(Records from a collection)
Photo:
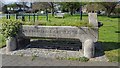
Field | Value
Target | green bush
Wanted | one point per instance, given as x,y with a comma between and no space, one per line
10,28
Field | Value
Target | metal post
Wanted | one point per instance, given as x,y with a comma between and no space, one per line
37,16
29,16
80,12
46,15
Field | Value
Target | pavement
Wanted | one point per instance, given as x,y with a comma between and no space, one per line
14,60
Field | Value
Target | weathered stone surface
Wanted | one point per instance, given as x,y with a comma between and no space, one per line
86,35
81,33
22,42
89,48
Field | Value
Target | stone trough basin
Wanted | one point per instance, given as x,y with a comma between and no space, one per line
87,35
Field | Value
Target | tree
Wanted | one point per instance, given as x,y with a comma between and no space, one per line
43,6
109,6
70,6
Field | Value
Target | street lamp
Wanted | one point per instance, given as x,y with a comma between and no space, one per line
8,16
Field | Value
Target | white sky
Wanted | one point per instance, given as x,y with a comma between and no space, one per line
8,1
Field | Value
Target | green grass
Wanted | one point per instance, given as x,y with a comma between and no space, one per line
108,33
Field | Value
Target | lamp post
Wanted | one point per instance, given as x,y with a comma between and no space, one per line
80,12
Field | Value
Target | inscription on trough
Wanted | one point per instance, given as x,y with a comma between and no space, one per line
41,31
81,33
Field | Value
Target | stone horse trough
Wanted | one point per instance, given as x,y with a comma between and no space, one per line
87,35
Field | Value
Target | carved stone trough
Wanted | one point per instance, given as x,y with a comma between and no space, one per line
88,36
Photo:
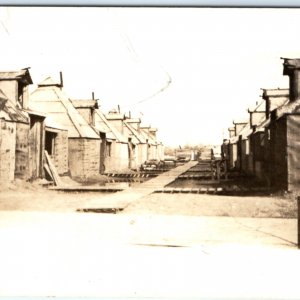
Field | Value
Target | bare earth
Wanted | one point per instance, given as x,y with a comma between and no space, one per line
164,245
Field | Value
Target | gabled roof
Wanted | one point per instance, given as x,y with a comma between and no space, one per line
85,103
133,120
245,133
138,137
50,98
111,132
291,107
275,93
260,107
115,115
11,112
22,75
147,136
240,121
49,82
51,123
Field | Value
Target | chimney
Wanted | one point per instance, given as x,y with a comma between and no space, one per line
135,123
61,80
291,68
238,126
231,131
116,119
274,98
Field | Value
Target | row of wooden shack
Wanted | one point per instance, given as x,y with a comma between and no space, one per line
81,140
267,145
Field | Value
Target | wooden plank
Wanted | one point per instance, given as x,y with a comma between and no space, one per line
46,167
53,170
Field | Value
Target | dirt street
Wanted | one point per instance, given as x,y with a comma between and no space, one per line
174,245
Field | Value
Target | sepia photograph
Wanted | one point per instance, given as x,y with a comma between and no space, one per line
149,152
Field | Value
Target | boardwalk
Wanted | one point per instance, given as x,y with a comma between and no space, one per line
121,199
==
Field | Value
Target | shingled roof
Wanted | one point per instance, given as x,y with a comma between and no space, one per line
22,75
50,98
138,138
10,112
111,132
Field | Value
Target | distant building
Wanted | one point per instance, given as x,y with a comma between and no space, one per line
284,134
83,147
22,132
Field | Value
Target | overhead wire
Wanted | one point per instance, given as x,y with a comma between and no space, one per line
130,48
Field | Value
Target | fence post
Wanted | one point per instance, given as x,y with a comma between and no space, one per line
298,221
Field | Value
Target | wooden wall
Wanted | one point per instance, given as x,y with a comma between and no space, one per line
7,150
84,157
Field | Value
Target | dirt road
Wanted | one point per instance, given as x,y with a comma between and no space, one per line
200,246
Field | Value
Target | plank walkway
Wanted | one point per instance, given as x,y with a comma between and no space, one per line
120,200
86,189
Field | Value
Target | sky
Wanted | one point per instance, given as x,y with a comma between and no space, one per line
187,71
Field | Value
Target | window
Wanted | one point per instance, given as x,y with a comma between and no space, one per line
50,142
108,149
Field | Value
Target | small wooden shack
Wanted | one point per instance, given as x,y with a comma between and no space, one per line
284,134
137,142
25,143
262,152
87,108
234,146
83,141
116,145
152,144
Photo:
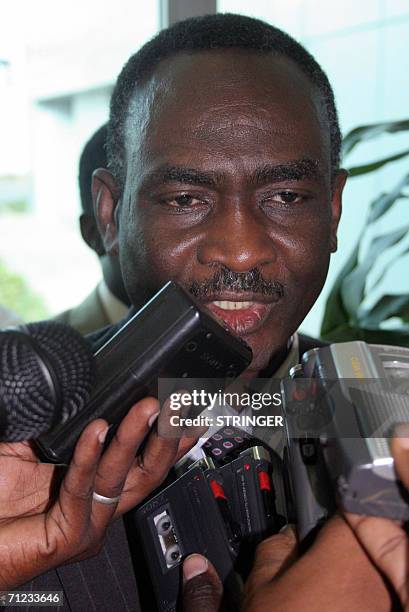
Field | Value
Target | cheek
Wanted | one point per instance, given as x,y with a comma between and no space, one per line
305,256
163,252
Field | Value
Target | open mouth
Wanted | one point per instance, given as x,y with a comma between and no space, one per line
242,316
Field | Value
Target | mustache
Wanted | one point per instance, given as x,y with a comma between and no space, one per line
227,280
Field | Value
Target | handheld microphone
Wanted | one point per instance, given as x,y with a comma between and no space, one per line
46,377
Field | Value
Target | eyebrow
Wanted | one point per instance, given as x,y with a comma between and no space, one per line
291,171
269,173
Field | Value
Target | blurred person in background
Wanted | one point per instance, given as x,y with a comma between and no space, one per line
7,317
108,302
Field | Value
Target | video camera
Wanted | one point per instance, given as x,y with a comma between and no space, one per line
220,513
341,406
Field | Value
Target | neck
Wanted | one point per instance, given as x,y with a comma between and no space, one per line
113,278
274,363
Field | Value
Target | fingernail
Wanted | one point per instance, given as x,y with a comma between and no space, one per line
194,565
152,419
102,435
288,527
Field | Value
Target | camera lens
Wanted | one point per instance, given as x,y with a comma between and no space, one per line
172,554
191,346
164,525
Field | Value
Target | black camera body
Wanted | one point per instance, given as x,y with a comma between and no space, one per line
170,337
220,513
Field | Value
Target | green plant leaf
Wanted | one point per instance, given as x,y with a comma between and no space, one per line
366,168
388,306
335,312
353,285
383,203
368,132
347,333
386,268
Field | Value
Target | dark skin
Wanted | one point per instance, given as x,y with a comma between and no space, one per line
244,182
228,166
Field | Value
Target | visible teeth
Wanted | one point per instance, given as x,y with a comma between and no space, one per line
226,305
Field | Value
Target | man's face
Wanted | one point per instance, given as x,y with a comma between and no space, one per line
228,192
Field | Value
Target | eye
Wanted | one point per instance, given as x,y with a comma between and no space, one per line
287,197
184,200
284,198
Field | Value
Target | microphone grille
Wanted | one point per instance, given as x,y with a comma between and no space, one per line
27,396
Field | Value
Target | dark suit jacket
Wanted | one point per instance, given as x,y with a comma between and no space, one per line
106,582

#### Short exercise:
From the listing above, copy out each line that includes the word "wooden".

#### Reply:
Target | row of wooden shack
Target | wooden plank
Target | wooden wall
Target | small wooden shack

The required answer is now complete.